## ASSIGNMENT
Please write out all the data that follows exactly, without the pictures.

# # # # #

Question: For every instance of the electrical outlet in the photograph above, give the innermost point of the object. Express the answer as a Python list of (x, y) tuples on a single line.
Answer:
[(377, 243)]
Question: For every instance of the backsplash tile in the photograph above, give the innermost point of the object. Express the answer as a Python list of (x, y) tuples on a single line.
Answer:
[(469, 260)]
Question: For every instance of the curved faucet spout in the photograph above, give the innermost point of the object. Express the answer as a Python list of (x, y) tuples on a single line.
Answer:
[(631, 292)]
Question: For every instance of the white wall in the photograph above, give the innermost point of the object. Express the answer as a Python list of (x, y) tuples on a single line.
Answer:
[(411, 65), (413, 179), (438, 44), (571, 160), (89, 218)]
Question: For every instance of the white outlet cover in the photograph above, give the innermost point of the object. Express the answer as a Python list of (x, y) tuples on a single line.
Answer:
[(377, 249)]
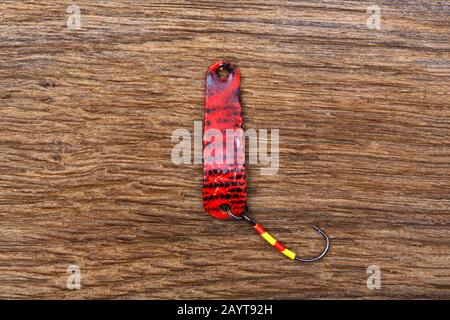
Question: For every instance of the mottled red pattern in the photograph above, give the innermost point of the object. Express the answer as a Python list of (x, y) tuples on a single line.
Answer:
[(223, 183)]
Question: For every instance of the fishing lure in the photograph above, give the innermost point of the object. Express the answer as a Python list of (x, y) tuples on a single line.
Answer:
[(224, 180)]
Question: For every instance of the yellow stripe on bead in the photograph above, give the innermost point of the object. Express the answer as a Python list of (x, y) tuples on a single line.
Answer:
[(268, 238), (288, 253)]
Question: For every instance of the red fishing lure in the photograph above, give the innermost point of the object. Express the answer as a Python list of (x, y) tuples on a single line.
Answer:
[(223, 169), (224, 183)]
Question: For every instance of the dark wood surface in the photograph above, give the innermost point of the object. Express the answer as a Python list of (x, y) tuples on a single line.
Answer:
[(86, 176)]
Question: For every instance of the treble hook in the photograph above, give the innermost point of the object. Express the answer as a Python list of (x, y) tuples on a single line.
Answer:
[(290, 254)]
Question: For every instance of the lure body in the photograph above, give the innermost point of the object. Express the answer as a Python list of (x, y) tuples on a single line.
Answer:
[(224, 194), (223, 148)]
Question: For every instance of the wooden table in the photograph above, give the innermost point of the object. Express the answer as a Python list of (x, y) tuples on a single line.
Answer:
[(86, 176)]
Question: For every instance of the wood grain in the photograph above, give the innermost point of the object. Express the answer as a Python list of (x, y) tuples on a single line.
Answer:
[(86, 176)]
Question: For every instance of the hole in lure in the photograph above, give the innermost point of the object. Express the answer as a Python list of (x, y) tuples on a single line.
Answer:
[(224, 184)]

# # # # #

## YOUR SOLUTION
Question: For every instance of the electrical outlet in the photograph above, give the innermost point of the object. Express the answer as a Python list of (x, y) tuples on a single line.
Answer:
[(377, 243)]
Question: For every instance of the backsplash tile in the photograph above, give the innermost point of the object. Express the answer as a Python list of (x, y) tuples on a single line.
Answer:
[(469, 260)]
Question: For every instance of the curved faucet spout in the photograph above, give the innermost point of the object. Express the answer as a Python list of (x, y) tuples on a single line.
Answer:
[(631, 292)]
Question: For every instance of the white wall in the photograph above, give the innermost point of the object. Express the answer as a Python list of (x, y) tuples on a single line.
Answer:
[(411, 65), (413, 179), (438, 44), (571, 160), (89, 218)]
Question: For every instance of the white outlet cover in the photograph above, give the innermost point of the object. Express the answer as a Python list of (x, y) tuples on a single line.
Answer:
[(377, 249)]
Question: For every instance of the mottled red pattern in the photograph above, give the innermost point of the object. Express the answer as a Python list of (x, y) tuples on a single line.
Answer:
[(223, 183)]
Question: For every instance of the fishing lure in the photograph above, give the innermost point of the object. Express the answer as a Python list of (x, y) tuples on a single line.
Answer:
[(224, 180)]
Question: For every instance of the yellow stripe on bead in the photograph above, give the innermost point of the object. Express the answer as a Python list of (x, y) tuples on a single line.
Answer:
[(268, 238), (288, 253)]
Question: For every instance of the red fishing lure in the photograph above, give the innermost point of the object. Express the answer as a Python list of (x, y) tuples on a single line.
Answer:
[(223, 169), (224, 183)]
Question: For every instance of the dark wood surface in the photograph above, give the innermost point of the object. Express the answer as a Python list of (x, y) tuples on a single line.
Answer:
[(86, 176)]
Question: For every instance of the treble hook in the photograph above, give the innermost point of the object. Express the answer as a Python list of (x, y) tuples on a single line.
Answer:
[(290, 254)]
Question: For every instance of the lure body in the photograph above, give the innermost point of the object. Express the answer as a Python list of (x, y) tuples on a single line.
Answer:
[(224, 194), (223, 148)]
Question: For every instance of the wooden table in the photograph above, give the innermost point of the object. Express the answer as a Python list of (x, y) tuples on a single line.
Answer:
[(86, 176)]
Question: For every instance of the wood grain in the photograph above, give the innermost point of the object. Express the answer as a Python list of (x, y) tuples on a single line.
Answer:
[(86, 176)]
Question: For every instance of the hole in lure in the photograph above, give the innermost point of the object. Express the answer as a Python list of (x, y) tuples on a single line.
Answer:
[(224, 184)]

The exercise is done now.